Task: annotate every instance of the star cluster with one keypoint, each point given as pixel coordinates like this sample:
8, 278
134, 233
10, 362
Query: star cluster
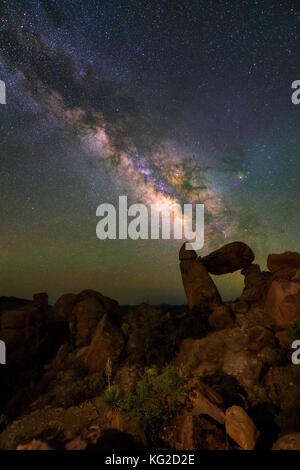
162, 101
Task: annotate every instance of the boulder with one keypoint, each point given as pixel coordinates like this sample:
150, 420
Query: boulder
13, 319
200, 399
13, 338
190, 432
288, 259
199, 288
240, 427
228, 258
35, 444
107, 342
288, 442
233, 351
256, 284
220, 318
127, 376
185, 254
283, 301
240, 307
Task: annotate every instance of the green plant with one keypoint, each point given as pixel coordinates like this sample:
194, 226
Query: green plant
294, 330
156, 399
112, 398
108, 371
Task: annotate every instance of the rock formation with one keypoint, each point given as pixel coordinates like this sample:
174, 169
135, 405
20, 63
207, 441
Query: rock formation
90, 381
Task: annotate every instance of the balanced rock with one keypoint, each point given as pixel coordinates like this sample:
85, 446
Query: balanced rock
◆ ◆ ◆ ◆ ◆
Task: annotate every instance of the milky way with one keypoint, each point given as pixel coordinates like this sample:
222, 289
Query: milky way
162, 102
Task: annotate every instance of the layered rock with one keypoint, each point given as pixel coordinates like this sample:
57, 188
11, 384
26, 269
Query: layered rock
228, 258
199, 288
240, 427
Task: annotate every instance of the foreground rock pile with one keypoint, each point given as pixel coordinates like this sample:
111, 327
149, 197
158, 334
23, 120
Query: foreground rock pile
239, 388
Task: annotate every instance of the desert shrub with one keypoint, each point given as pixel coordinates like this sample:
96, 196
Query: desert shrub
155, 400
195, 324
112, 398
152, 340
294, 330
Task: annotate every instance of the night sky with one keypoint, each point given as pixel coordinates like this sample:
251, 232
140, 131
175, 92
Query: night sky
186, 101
◆ ◆ ◆ ◆ ◆
### To do
From the records above, quote only the lines running from the line with "Task: annotate every instance of the boulder" to the line with "Query: balanced rock", both lines included.

### Completed exercise
Task: annotate every instance of the boulder with one keypoint, each point given as pixel coordinates like this sample:
150, 420
Query: boulder
13, 319
200, 399
13, 338
190, 432
288, 259
199, 288
240, 427
228, 258
35, 444
107, 342
288, 442
233, 351
256, 284
220, 318
127, 376
185, 254
283, 301
240, 307
Task: annotate every instance of the green plant with one keypoint, each point given as pixel coordinates like this sample:
194, 226
Query: green plant
294, 330
156, 399
112, 398
108, 371
Task: annotate every instance of the rock formation with one keypoint, each point given as pixel coordinates like this sample:
174, 169
135, 405
20, 63
207, 441
Query: rock formation
90, 381
Task: annotate every instance of the balanced rock with one keypoint, each point given as pixel coordinates like this sample:
85, 446
Query: balanced rock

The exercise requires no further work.